Passage

== Segment start ==

Editor’s Note: This is the first part of a two-part series that was originally published together in ABP, the magazine. Please stay tuned for the second part, featuring David MacTaggart.
If you ever need to rejuvenate your enthusiasm for being in the beef industry, spend a little time with young people like these two Albertans. They’re out there – outstanding leaders excited for a future in agriculture. They expand our minds beyond traditional career thinking as they discover new and interesting ways of playing a role in today’s complex, data driven and multifaceted journey from the pasture to the palate. And hang on…their passion is contagious!
Who knows what interests can be ignited when kids tag along on farm chores? Jessica Sperber has some favourite photos of her childhood days where her pint-sized self is wearing a big grin, standing smack dab in the middle of a pen of fed steers with her grandpa.
These days, the pure joy is just as evident as she collects data on a pen of steers at a research barn in Lincoln, NE where she’s working on her PhD in ruminant nutrition.
Sperber is a prime example of a generation eager to make their mark, while learning about the beef business and ways to make it even better for the future – a spark ignited early.
“When we were like one year old, we did everything on the farm – riding in the combine, working with the cows,” she recalls.
Growing up on a fourth-generation commercial cow-calf and grain operation just west of Ponoka, Sperber joined her older sister in the local 4-H club as soon as she could, taking advantage of pretty much every position and learning opportunity the program could provide, building a cattle herd of her own along the way.
Sperber opted to follow her sister’s footsteps to MacEwan University in Edmonton to start her post secondary career, studying biology. While it may not be a typical start to a doctorate in the livestock field, the science background it gave her, as well as the many connections from her active student community work, helped springboard her next steps.

== Segment end ==

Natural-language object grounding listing
== Segment start ==

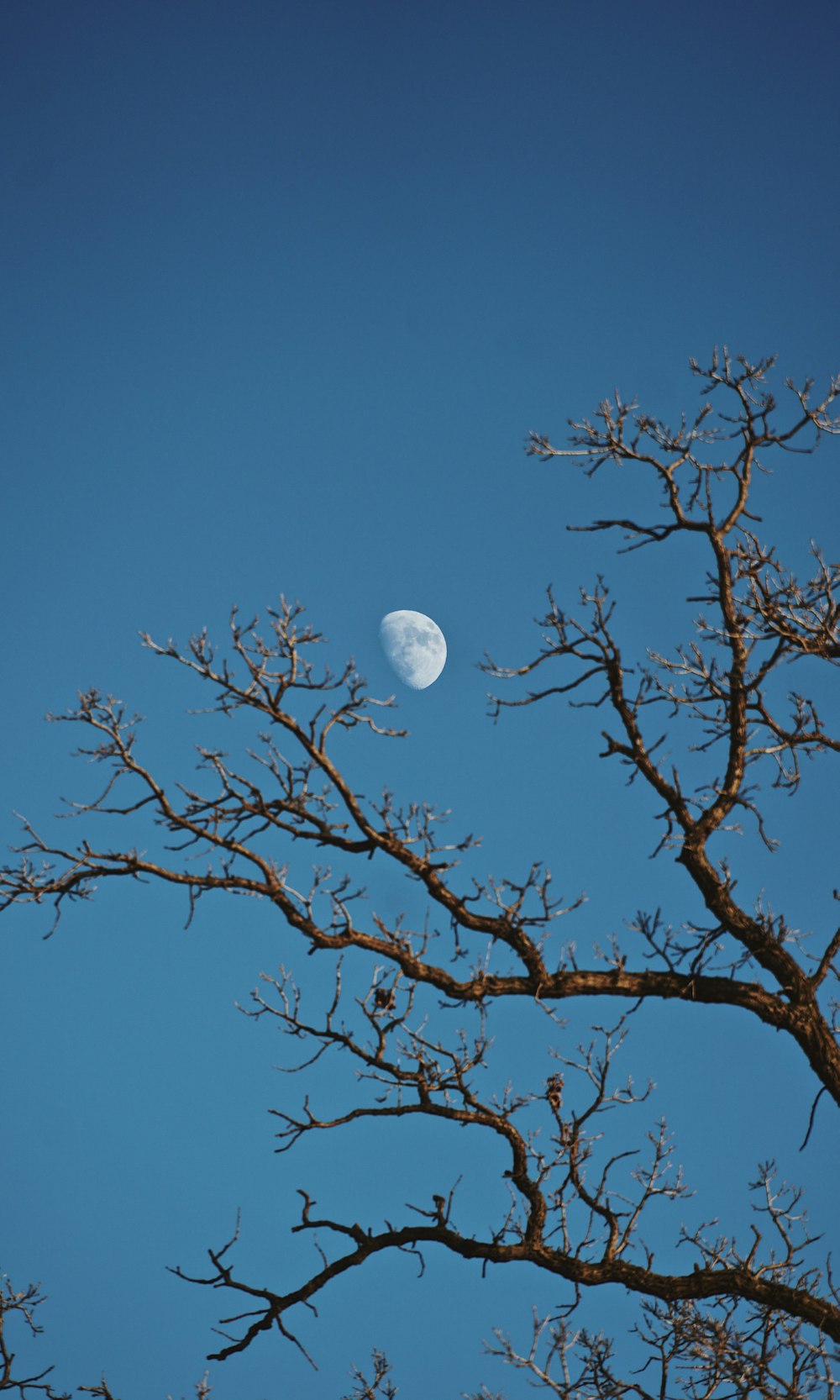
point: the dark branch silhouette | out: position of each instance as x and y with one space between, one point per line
412 1004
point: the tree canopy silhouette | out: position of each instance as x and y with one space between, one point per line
412 1002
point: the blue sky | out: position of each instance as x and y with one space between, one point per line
286 286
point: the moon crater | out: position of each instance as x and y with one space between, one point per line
415 647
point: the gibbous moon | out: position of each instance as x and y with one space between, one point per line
415 647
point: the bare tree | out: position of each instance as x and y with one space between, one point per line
755 1316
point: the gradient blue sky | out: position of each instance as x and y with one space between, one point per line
285 287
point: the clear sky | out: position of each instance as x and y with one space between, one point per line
285 286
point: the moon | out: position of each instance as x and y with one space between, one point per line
415 647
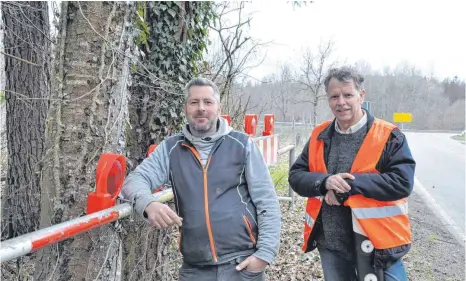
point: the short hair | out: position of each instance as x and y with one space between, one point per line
345 74
200 81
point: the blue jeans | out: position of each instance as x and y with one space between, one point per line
338 269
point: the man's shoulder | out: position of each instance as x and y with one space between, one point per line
239 135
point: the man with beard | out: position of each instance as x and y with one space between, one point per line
227 210
357 172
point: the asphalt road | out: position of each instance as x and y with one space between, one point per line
440 168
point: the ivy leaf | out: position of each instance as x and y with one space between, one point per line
172 12
2 97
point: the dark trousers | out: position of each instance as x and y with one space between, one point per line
338 269
223 272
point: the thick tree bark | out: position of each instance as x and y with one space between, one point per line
27 57
86 119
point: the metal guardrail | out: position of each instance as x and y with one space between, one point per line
31 242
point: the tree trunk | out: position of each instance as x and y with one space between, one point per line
27 50
86 119
26 89
155 112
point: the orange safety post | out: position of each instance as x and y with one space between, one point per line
250 124
269 125
110 175
228 118
149 151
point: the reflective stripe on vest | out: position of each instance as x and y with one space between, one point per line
314 203
385 223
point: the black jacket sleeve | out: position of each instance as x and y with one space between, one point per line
396 167
303 182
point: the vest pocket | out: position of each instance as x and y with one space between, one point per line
249 228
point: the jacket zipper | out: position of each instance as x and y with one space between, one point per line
206 201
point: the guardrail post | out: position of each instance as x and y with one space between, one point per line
290 190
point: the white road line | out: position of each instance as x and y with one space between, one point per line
439 212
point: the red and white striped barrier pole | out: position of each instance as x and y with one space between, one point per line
102 208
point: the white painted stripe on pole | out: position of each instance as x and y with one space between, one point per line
439 212
269 151
381 212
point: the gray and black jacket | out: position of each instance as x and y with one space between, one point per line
223 192
395 181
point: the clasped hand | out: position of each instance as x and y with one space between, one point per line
336 183
162 216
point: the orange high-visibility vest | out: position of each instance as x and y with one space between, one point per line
385 223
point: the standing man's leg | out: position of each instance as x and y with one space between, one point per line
336 268
192 273
396 272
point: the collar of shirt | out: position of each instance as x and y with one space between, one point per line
353 128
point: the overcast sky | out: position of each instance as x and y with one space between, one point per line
427 34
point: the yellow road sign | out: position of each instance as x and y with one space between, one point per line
402 117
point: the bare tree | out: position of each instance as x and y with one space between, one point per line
311 75
235 53
86 118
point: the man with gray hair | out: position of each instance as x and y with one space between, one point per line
227 210
357 172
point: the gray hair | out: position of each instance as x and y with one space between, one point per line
200 81
345 74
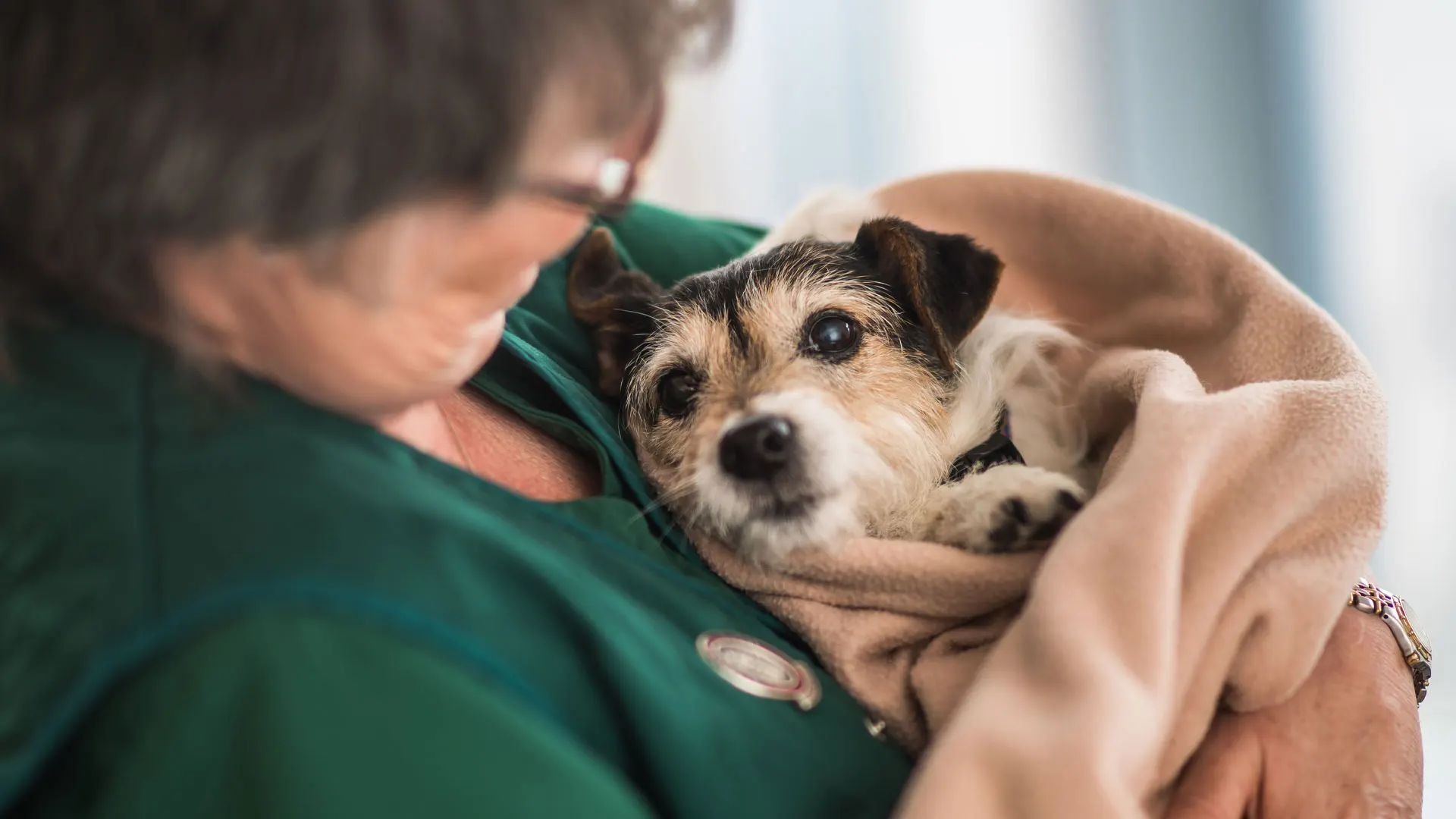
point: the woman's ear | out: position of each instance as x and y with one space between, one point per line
944 281
617 303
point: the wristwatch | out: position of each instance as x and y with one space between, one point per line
1370 599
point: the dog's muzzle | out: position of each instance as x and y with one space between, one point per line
759 447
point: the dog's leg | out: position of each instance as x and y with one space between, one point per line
1003 509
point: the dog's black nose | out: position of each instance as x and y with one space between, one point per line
758 449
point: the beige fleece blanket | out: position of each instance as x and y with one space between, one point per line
1241 499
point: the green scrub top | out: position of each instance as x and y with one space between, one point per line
246 607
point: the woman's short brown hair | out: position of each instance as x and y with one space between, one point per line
124 123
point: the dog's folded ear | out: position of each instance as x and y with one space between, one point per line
615 302
944 281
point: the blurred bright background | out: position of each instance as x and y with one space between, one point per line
1323 133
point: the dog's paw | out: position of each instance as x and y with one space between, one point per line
1005 509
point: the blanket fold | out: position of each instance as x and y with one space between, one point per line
1241 497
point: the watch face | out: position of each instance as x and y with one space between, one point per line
1408 621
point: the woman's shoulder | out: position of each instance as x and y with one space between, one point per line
669 245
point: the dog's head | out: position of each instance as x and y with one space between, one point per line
789 397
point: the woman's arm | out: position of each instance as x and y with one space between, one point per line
1347 744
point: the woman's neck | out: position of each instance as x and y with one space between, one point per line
481 436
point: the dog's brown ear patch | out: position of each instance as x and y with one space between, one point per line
615 302
946 281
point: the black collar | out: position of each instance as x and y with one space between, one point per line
990 452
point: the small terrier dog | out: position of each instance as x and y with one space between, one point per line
816 391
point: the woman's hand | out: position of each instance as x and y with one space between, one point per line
1347 744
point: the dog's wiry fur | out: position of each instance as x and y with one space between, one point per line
875 430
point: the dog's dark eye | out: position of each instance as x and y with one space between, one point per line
676 392
833 335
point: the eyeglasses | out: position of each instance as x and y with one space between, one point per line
610 194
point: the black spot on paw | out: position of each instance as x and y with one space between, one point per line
1049 529
1005 535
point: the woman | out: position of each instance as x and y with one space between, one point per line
299 521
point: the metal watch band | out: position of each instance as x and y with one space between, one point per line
1372 599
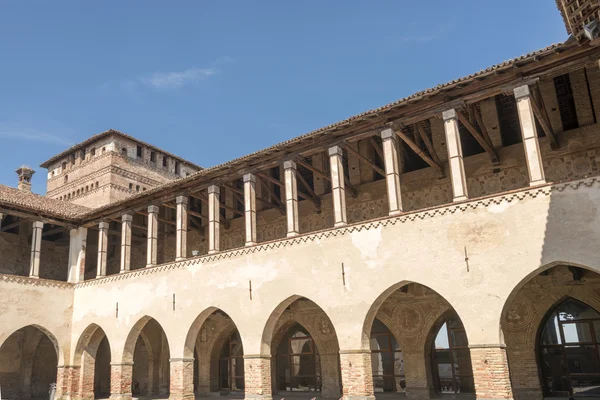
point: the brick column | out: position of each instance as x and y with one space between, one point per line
531 144
126 220
181 240
455 159
415 368
257 377
357 376
36 249
152 248
102 249
490 372
77 246
392 171
250 208
214 234
120 381
291 198
182 378
338 186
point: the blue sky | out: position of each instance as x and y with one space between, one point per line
211 81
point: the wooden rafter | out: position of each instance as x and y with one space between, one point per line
314 198
419 130
539 111
478 136
479 119
406 139
378 149
13 225
364 159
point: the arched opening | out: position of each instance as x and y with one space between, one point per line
231 364
93 356
147 347
568 349
451 360
551 332
298 362
218 354
304 349
410 330
28 364
387 361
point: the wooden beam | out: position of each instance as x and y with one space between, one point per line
314 198
378 149
14 224
419 130
539 111
364 159
406 138
479 120
478 136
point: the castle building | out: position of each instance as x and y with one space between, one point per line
443 245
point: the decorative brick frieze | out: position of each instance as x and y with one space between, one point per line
490 372
357 376
257 377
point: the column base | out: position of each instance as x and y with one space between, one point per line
538 182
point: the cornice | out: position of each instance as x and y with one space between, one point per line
25 280
433 212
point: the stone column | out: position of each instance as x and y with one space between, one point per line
181 241
338 186
152 248
36 249
77 245
126 220
257 377
455 159
490 372
291 198
357 376
102 249
214 234
250 208
531 144
182 379
120 381
392 171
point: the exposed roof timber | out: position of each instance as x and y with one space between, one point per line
483 84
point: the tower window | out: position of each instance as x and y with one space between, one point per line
566 102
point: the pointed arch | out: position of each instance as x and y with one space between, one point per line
319 329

== Segment end ==

Problems to solve
1 - In the article about Jessica Sperber, what field is her PhD in?
2 - Please carry on the article about Jessica Sperber from its final sentence.

Answers
1 - Ruminant nutrition.

2 -
Her farm interests were never far from her mind, as she challenged her professors’ experience realm when she explored cattle connections to her various assignments, like doing presentations on cattle egrets or beef tapeworms for her zoology classes.
Graduate studies were on her mind, and that’s when the redirect to animal science began in earnest.
“I had a really, really close friend pass away, and I think that was kind of an eye-opener. I just decided I needed to do what I wanted to do,” says Sperber.
Becoming a semi-finalist for the Cattlemen’s Young Leaders (CYL) program provided a key path. During the interview process, she got visiting with fellow candidate Kurtis Reid about her master’s quest. He enthusiastically told her she needed to go to Texas to learn from the ‘coolest professor ever’.
“The next day the professor, Ty Lawrence, calls me while I was at the beef conference,” says Sperber.
Reid had given him the lowdown on Sperber, and it truly was a fit. She was soon off to West Texas A&M University for a master’s in meat science.
She was also chosen at CYL and began a mentorship with Saskatchewan Cattlemen’s Association CEO Ryder Lee – an experience that expanded her horizons.
While in Snyder, TX, Sperber worked with the university’s Beef Collector’s Research Center, which entailed visiting over 20 different packing plants across the U.S.
“It was incredible exposure to the industry, and very good for data collection and research techniques.
“I saw a lot of different cattle in a lot of different states. You just don’t realize just how different beef production in the pacific northwest in the U.S. is from the south, versus the midwest.
“Ty’s research program gave me my passion for the carcass industry. I have a huge interest in the feeder packer relationship. It made me have a whole new appreciation for the packing industry, and want to then do feedlot nutrition for my PhD.”
Diversifying her work again, Sperber plugged into ruminant nutrition research efforts at the University of Nebraska in Lincoln, working with professors Galen Erickson and Andrea Watson, focusing on sustainability efforts in cattle feeding.
“Essentially all my research has been on how can we improve our environmental impact. Cattle are carbon sequesters – a lot of them have negative methane production because they are doing that much, eating plants that no other animal in the world can eat. Then they use it as an energy product, ruminate with it, defecate it back into the soil for nutrients – like literally, they are so incredible!”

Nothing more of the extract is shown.